• _Task to complete_
Copy out every one of the lines below word for word, omitting the pictures.

• _Input rows_
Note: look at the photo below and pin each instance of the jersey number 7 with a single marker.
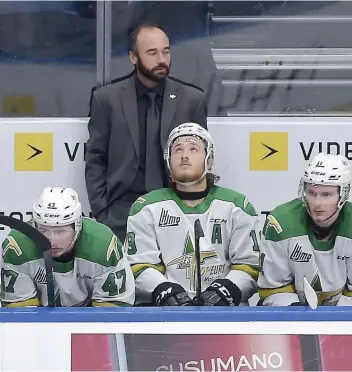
(110, 285)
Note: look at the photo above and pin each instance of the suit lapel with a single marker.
(129, 107)
(170, 103)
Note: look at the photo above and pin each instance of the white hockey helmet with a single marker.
(58, 206)
(328, 170)
(191, 129)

• _Problem solution_
Note: look at the photo below and pin each instance of the jersey number 7 with a single marker.
(110, 285)
Note: look at the photo above and pin each instance of the suit lapel with a single marker.
(129, 107)
(170, 103)
Note: look at the photo above and pin each instance of the white hockey helmet with a single marker.
(58, 206)
(328, 170)
(191, 129)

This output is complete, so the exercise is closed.